**PASSAGE**
####################
Btrfs? by Wonko+the+Sane · 2010-01-14 09:00 · Score: 2, Interesting

I guess they didn't consider btrfs ready enough for benchmarking yet.
1. Re:Btrfs? by fuzzyfuzzyfungus · 2010-01-14 09:10 · Score: 2, Funny
  
  I wonder if oracle is really bttr about their rejection?
2. Re:Btrfs? by Paradigm_Complex · 2010-01-14 09:11 · Score: 5, Informative
  
  From kernel.org's BTRFS page:
  
  Btrfs is under heavy development, and is not suitable for any uses other than benchmarking and review. The Btrfs disk format is not yet finalized, but it will only be changed if a critical bug is found and no workarounds are possible.
  It's ready for benchmarking, it's just not ready for widespread use yet. If Google was looking for a filesystem to make a switch to in the near future, BTRFS simply isn't an option quite yet.
  
  It's really easy at this point to move from EXT2 to EXT4 (I believe you can simply remount the partition as the new filesystem, maybe change a flag or two, and away you go). It's basically free performance. If Google is convinced it's stable, there isn't much reason not to do this. It could act as an interim filesystem until something significantly better - such as BTRFS - gets to the point where it's dependable. The fact BTRFS was not mentioned here doesn't mean it's completely ruled out.
  
  --
  "A witty saying proves nothing." - Voltaire
3. Re:Btrfs? by Tubal-Cain · 2010-01-14 09:17 · Score: 2, Insightful
  
  The chances of them using it would be pretty much nil. They are switching from ext2, and ext4's been "done" for over a year now. I'm sure they have a few benchmarks of btrfs, just not on as large of a scale as these tests were.
4. Re:Btrfs? by Anonymous Coward · 2010-01-14 09:37 · Score: 1, Interesting
  
  Ext3 is just a couple flags added to ext2. For ext4, if you want to take advantage of its features, you have to start from scratch. However, I don't think this is an issue for Google, as they have a ton of redundancy.
5. Re:Btrfs? by Korin43 · 2010-01-14 09:42 · Score: 1
  
  It sounds like just mounting an ext2 partition at ext4 should give some performance increase, but it won't be able to use extents, which are apparently a big deal.
6. Re:Btrfs? by StarHeart · 2010-01-14 09:48 · Score: 4, Informative
  
  You don't have to start from scratch. You just have to enable the extents feature. It won't auto convert the old stuff, but any time something is changed it will be made into an extent.
  
  --
  Havoc Penington, the bane of my Linux desktop.
7. Re:Btrfs? by Lennie · 2010-01-14 10:11 · Score: 1
  
  If they choose for the ext-family upgrade path, btrfs is also still possible in the future. You can even do an inplace upgrade from ext2, 3 (and probably 4, but I didn't see it in the text where I read about this feature) to btrfs.
  
  Not that it matters, I'm fairly sure they don't do inplace upgrades. Atleast with ext4, if you want to benefit the most from performance and features, if I remember correctly, you should do a new filesystem, not an inplace upgrade.
####################
**TASK DIRECTIONS**
Pick up the forum thread about Btrfs and ext4 and keep it going from the end of its last post. The data has nothing to do with the Btrfs thread.

**DATA SEGMENT**
####################
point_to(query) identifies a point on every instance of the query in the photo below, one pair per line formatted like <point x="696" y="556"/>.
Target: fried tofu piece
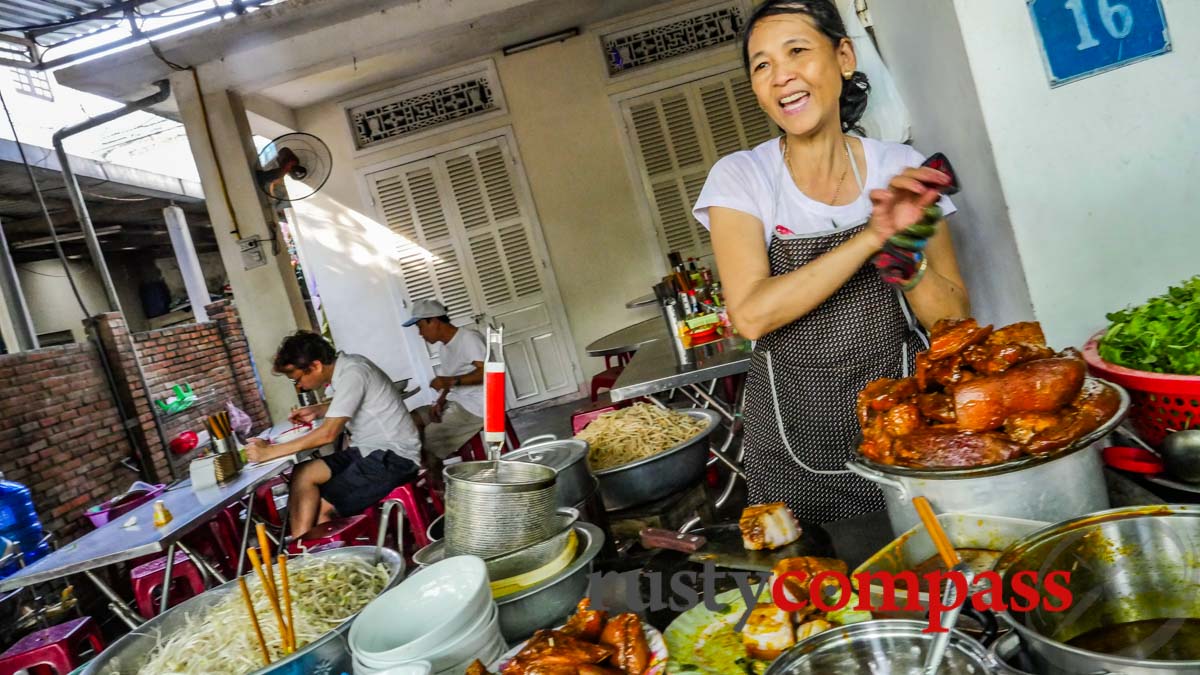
####################
**RESULT OF THE TASK**
  --
  New things are always on the horizon
8. Re:Btrfs? by GooberToo · 2010-01-14 10:38 · Score: 1
  
  That's right. Remounting ex2/3 as ext4 does not provide all the performance benefits. To truly gain the performance boost, you must format at ext4.
  Also, when mount ext2/3 as ext4, depending on the mount options, you many not be able to roll back to ext2/3 if you don't like how things go via the ext4 mount experiment.
9. Re:Btrfs? by shish · 2010-01-14 11:04 · Score: 1
  
  Btrfs does have a giant list of really cool features; but from what I've seen of google's needs, they're at the complete opposite end of the spectrum (I'm surprised that they're using a filesystem at all, when they could just dump their data structure on the raw disk)
  
  --
  I mod down anyone who says "I will be modded down for this", regardless of the rest of their comment
10. Re:Btrfs? by dbIII · 2010-01-14 12:00 · Score: 1
  
  It's simple - copy off
  format
  copy back
  bummer!
  format again
  copy back
11. Re:Btrfs? by complete+loony · 2010-01-14 12:47 · Score: 1
  
  From google's point of view it only has to be stable enough. They don't care that much if a node goes down or a single copy of a block of data becomes unavailable. What they care about is aggregate throughput for the entire cluster.
  
  --
  09F91102 no, 455FE104 nope, F190A1E8 uh-uh, 7A5F8A09 that's not it, C87294CE no. Ah! 452F6E403CDF10714E41DFAA257D313F.
12. Re:Btrfs? by cgenman · 2010-01-15 00:50 · Score: 1
  
  It has been a while since I built a Linux system. Can someone comment on the specific advantages of EXT4 over EXT2?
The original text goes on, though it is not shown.